▽
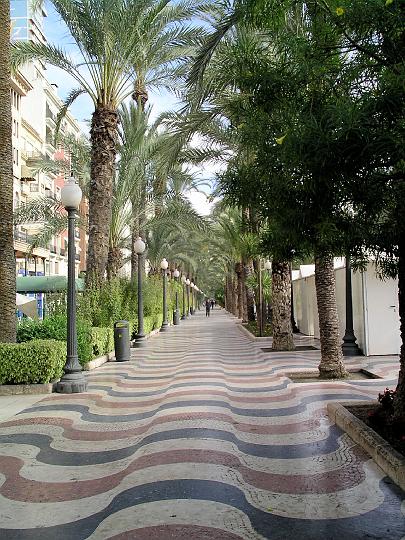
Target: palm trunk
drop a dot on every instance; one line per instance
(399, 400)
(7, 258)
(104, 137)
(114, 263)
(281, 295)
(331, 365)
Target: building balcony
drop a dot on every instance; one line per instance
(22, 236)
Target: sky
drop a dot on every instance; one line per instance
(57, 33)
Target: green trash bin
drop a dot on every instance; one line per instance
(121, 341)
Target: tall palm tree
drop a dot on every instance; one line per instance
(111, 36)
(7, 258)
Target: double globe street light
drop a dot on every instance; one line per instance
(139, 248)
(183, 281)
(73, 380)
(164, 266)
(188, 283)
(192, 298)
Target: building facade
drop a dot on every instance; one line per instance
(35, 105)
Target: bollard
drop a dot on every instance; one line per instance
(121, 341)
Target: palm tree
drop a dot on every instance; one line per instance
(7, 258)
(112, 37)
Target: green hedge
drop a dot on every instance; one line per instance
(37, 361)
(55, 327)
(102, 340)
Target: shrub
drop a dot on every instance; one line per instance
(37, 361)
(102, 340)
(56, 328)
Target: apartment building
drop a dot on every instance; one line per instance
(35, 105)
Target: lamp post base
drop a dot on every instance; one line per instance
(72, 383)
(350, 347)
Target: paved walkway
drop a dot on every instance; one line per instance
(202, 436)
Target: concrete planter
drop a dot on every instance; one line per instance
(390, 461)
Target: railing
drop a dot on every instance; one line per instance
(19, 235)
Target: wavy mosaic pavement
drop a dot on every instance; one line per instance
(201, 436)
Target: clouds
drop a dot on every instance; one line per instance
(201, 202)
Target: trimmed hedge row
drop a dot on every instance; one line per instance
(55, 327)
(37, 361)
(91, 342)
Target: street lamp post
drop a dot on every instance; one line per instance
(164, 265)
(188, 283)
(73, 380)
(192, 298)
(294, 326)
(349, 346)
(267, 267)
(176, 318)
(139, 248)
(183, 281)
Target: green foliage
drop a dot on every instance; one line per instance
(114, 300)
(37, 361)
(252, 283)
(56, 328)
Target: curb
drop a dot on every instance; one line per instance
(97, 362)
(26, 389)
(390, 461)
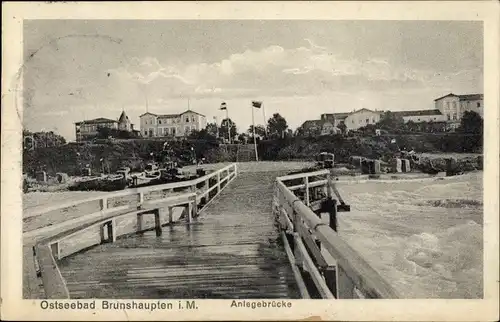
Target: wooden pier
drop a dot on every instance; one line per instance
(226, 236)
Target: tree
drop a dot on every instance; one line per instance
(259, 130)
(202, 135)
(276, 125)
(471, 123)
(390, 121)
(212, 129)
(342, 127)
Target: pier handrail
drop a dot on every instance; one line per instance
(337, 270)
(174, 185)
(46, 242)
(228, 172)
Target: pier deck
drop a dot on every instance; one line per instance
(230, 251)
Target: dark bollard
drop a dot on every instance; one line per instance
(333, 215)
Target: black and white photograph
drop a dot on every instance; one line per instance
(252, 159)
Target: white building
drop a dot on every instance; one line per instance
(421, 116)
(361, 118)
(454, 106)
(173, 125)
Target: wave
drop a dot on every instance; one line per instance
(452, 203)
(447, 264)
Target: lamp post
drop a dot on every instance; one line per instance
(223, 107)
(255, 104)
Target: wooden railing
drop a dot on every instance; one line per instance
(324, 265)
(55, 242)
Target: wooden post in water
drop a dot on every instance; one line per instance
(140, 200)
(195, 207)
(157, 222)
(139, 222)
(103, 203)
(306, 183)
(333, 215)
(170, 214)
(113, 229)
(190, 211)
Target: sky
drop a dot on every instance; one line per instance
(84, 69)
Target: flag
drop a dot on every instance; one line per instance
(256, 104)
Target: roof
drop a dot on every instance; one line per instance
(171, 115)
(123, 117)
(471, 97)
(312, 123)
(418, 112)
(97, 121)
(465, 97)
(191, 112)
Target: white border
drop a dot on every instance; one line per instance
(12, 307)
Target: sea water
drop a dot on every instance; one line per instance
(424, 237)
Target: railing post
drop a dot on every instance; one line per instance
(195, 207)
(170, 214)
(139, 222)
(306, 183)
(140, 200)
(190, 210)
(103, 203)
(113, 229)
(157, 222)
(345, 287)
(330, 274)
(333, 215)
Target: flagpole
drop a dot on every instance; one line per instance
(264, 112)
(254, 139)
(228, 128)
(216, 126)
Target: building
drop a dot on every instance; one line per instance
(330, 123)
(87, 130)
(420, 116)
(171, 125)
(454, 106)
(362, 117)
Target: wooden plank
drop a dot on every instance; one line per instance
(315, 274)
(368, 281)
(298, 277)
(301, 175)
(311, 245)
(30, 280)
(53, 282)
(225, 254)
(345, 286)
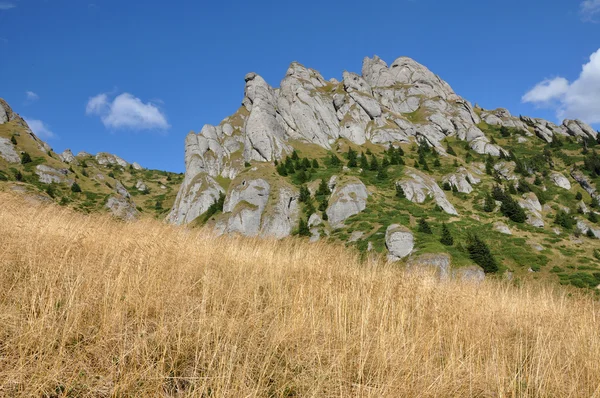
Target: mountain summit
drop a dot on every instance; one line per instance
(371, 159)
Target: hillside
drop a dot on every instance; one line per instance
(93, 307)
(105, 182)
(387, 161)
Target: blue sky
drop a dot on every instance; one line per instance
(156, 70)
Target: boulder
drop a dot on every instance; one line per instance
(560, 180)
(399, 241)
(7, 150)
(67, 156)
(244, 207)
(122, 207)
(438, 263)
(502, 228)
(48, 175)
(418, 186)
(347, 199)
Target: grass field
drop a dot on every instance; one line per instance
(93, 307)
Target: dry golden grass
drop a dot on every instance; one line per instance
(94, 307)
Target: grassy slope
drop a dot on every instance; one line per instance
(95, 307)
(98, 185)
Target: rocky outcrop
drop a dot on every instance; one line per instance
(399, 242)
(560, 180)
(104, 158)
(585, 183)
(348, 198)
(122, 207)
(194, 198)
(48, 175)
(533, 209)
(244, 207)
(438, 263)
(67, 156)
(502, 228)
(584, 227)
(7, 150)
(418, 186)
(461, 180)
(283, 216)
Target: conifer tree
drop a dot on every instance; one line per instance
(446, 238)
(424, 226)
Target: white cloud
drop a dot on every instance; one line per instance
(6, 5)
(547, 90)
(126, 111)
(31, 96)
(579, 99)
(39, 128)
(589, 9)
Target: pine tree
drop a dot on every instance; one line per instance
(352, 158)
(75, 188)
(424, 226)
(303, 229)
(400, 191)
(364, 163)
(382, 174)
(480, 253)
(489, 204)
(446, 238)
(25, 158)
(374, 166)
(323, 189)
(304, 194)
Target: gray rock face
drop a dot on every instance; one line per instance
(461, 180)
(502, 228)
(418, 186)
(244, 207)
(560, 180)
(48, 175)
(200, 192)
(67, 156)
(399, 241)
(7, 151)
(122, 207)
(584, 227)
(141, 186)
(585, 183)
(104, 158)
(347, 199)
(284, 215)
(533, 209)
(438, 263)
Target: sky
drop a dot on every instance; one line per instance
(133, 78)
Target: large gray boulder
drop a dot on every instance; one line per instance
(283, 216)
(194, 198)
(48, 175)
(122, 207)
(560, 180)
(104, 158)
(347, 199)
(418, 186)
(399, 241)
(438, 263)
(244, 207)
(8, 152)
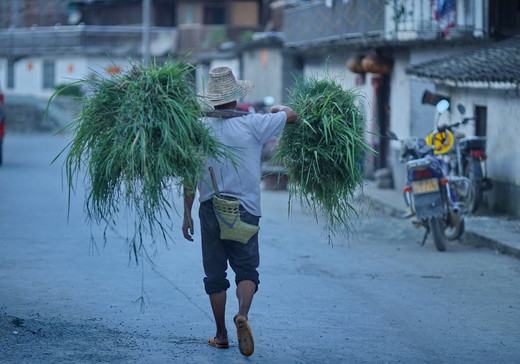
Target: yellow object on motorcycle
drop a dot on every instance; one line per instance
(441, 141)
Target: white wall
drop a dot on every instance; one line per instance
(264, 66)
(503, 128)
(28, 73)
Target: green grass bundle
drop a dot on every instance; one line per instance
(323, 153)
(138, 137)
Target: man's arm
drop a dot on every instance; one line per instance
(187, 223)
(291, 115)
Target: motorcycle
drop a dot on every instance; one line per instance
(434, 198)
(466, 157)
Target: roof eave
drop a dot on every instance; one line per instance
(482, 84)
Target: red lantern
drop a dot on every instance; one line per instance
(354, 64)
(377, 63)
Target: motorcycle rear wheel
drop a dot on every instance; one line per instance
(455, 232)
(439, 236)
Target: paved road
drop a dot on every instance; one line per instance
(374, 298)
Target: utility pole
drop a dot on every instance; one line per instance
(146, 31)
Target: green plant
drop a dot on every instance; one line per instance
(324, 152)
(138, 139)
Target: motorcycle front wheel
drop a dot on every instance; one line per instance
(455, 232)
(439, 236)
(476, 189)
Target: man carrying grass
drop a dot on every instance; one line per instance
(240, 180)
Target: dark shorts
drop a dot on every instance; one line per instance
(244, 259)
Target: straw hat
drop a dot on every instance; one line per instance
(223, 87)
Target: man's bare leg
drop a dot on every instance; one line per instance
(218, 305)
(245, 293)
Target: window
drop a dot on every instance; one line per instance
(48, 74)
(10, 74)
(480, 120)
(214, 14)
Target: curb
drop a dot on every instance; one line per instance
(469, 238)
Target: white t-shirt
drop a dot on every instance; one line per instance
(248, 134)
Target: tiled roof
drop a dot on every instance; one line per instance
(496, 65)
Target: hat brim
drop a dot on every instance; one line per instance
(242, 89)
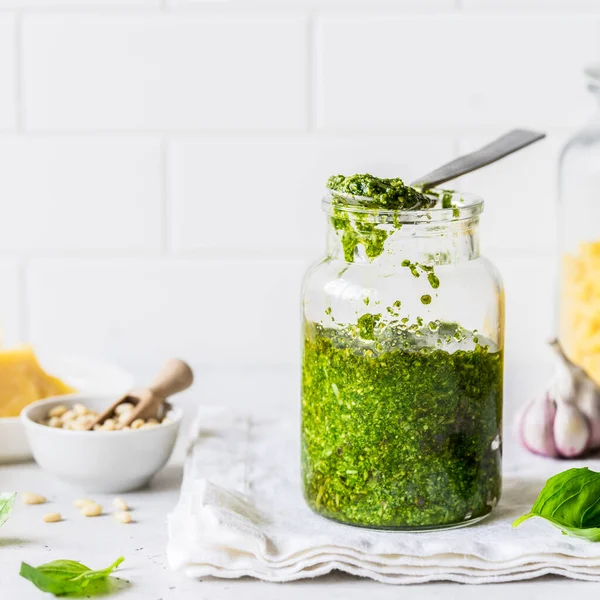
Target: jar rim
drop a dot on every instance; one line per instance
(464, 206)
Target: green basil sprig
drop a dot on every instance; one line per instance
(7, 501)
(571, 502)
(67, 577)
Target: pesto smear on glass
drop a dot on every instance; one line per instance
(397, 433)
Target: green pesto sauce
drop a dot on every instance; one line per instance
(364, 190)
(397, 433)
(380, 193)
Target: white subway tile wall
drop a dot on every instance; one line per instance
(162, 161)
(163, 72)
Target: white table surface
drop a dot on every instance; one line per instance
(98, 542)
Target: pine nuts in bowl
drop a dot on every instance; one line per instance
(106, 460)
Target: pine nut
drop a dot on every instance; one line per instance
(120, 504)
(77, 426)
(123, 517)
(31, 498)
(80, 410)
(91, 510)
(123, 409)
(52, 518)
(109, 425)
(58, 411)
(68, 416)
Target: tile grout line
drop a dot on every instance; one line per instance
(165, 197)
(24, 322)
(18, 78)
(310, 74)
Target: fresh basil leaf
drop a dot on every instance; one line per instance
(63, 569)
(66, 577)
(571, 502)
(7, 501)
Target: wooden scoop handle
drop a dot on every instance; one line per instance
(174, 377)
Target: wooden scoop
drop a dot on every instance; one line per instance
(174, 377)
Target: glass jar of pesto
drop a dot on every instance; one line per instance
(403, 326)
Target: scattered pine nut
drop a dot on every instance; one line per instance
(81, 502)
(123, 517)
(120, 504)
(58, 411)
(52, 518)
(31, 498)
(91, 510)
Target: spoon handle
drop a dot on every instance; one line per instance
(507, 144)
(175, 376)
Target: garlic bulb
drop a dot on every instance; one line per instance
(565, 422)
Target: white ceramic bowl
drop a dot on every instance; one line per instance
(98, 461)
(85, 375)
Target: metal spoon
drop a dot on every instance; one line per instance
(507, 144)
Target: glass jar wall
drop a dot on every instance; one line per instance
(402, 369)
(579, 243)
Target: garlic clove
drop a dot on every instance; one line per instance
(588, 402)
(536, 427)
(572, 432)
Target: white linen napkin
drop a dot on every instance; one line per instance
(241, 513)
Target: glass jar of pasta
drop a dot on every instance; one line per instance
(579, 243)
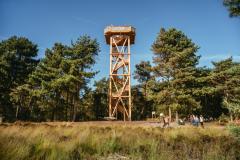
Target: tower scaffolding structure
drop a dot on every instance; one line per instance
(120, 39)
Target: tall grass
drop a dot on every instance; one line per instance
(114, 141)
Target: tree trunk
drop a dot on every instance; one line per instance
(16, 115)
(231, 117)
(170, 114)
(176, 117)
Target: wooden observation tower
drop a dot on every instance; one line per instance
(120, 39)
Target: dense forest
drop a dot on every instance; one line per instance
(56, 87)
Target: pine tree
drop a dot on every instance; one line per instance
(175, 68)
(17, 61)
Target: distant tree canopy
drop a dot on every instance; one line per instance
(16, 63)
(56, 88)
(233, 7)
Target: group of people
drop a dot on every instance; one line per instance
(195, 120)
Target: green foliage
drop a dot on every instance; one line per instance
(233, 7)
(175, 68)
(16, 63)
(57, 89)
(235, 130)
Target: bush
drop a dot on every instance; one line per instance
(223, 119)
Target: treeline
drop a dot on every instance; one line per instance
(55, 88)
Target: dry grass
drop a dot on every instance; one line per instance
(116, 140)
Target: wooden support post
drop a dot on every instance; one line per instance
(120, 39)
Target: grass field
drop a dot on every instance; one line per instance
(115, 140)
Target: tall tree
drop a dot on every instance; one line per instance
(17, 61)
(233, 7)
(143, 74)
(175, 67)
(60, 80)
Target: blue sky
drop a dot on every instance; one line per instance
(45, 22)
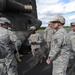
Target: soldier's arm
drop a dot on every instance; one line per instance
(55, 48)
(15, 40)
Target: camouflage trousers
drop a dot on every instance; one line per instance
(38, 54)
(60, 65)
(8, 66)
△
_Description of the task_:
Everything from the line containing "Target: group of people" to the last line of the listing above must be reproduced exactly, with no pictures included.

_Exercise answer_:
Target: group of people
drop a dot on every instance; one line per instance
(195, 120)
Target: green foliage
drop a dot on every instance; one line per instance
(233, 7)
(175, 68)
(16, 63)
(57, 89)
(235, 130)
Target: bush
drop a dot on every instance; one line per instance
(223, 119)
Target: treeline
drop a dot on every instance; one line per instance
(55, 88)
Target: dry grass
drop a dot on every instance; one line per instance
(116, 140)
Target: wooden support post
drop a dot on every instance; one line per instance
(120, 39)
Target: grass field
drop a dot on every instance; one line per instance
(115, 140)
Target: tall tree
drop a dot on every instance; one line per instance
(17, 61)
(233, 7)
(143, 74)
(175, 67)
(60, 80)
Target: blue sky
drop a dot on every instance; one line per instance
(45, 22)
Target: soldier's arm
drop a dot on every instance; one line per instance
(55, 48)
(15, 40)
Target: camouflage trousers
drop a dot on every instance; one line per instance
(38, 54)
(60, 65)
(8, 66)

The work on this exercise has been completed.